EXERCISE BRIEF:
Rewrite the rows below as a JSON list of strings, one string per line, beginning at the start of the rows and ending with the line that contains "positive clicks: (423, 96)". Omit blank lines and leave the pictures out.
*** Block opens ***
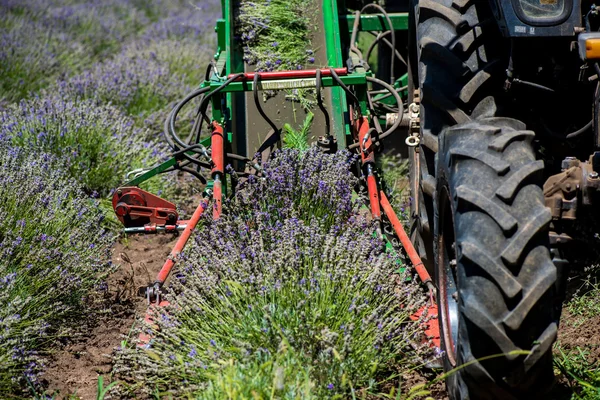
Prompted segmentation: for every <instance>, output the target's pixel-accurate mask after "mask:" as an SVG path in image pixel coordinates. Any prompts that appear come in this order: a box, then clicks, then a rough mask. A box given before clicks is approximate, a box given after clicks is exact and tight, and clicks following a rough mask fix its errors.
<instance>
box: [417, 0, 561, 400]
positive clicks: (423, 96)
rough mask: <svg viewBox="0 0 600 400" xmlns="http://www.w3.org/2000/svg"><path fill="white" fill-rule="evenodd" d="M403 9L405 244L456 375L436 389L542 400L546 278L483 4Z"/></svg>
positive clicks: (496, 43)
*** Block closes ***
RESULT OF THIS TASK:
[
  "Prompted segmentation: for every <instance>, output the target's pixel-accurate mask after \"mask:\" as an SVG path in image pixel coordinates. Any prompts that appear come in this order: a box, then clicks, then a rough mask. A box given before clicks is approximate, a box given after clicks is exact and tight, and clicks following a rough mask fix its errors.",
  "<instance>",
  "box: [417, 0, 561, 400]",
  "positive clicks: (423, 96)"
]